[Entries from a dataset]
——————
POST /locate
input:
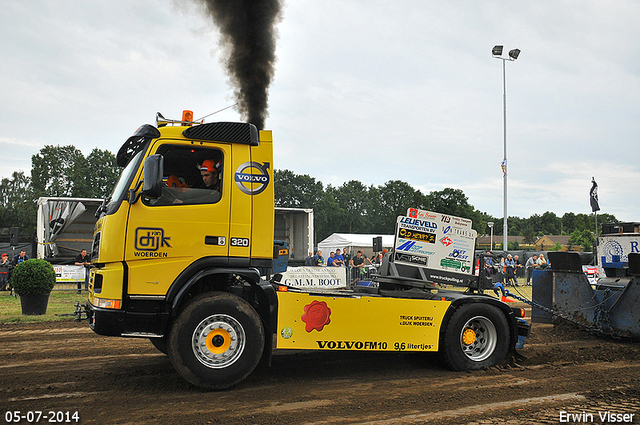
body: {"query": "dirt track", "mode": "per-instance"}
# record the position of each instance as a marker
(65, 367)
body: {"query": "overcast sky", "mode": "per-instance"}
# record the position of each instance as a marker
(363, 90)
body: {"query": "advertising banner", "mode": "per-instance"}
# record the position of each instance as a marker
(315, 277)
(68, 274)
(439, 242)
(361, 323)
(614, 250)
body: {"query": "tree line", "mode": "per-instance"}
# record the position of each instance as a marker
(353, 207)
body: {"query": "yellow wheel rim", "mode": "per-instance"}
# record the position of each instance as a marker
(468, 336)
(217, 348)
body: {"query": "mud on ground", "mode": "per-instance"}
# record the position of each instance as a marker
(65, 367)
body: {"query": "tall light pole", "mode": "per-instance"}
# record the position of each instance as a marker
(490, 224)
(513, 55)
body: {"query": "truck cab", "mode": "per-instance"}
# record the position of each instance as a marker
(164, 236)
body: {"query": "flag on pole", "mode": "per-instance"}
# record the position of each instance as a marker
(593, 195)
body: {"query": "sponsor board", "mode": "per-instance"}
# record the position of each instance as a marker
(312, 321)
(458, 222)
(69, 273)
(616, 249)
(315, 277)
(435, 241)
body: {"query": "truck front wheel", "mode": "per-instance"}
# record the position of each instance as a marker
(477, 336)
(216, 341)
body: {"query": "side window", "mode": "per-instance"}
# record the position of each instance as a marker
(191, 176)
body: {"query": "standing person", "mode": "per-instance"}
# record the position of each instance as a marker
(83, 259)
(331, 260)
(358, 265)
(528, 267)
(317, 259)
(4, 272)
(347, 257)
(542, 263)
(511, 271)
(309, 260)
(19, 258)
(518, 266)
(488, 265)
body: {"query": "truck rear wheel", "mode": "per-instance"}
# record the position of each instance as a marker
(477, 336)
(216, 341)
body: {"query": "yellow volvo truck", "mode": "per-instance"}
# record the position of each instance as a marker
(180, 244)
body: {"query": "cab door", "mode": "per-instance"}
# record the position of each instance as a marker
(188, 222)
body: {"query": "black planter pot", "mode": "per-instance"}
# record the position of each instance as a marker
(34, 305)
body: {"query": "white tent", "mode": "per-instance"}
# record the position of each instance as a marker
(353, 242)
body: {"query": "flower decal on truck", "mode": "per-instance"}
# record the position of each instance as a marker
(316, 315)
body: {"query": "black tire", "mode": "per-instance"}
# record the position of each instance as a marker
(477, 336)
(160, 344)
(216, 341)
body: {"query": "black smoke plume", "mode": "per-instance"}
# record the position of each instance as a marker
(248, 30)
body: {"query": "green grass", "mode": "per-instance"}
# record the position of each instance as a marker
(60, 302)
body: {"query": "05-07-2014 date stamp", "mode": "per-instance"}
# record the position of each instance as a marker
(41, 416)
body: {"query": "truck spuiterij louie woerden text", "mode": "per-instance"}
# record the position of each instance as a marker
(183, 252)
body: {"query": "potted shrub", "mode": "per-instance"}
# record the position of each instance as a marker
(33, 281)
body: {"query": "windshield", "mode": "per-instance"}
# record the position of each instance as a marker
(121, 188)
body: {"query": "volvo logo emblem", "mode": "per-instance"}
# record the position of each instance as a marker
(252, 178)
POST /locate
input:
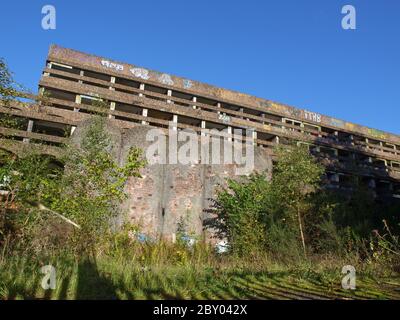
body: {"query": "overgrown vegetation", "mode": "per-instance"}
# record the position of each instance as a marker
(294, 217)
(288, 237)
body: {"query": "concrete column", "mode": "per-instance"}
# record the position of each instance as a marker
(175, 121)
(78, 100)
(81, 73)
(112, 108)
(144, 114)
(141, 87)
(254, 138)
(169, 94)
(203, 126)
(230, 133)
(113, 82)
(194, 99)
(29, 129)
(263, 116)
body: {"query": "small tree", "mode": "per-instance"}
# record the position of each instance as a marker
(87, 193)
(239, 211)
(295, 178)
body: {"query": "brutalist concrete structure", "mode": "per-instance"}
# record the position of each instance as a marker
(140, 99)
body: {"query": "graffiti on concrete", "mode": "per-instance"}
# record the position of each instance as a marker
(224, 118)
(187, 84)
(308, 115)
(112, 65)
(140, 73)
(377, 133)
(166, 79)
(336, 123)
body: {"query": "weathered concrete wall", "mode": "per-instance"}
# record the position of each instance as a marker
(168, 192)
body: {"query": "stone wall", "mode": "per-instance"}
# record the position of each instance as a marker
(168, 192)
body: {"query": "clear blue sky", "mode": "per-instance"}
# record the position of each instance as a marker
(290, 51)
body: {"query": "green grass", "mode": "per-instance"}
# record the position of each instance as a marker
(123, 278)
——————
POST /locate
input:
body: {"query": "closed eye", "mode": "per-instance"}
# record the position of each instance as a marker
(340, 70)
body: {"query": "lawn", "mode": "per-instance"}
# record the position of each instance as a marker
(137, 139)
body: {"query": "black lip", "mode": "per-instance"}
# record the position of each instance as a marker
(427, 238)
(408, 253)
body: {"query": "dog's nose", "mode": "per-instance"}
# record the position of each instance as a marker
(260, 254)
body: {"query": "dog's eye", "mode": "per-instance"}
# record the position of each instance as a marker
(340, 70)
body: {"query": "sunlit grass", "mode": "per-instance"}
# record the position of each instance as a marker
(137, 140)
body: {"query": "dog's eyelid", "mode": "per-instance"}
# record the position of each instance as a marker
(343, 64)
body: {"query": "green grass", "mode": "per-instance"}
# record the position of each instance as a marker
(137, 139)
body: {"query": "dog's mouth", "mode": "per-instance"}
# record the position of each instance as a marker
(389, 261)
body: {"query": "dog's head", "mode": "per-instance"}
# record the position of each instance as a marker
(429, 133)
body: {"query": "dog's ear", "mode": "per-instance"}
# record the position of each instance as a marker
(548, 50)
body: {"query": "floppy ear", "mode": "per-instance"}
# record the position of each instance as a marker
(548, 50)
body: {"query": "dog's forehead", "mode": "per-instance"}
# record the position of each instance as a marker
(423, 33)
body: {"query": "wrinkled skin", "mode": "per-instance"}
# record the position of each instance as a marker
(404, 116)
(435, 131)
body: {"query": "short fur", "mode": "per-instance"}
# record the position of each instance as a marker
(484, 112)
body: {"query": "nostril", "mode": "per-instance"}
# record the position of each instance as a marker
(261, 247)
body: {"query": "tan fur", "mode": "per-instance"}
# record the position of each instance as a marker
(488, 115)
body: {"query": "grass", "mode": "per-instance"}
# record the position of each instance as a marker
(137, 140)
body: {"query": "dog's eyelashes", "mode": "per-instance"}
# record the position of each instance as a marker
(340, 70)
——————
# WHAT IS BEING ASKED:
Extract every line of the records above that contains the word "black".

# EXERCISE RESPONSE:
body: {"query": "black planter pot", "mode": "per-instance"}
body: {"query": "black tire", "mode": "per-instance"}
body: {"query": "black smoke plume", "mode": "per-instance"}
body: {"query": "black lip", "mode": "per-instance"}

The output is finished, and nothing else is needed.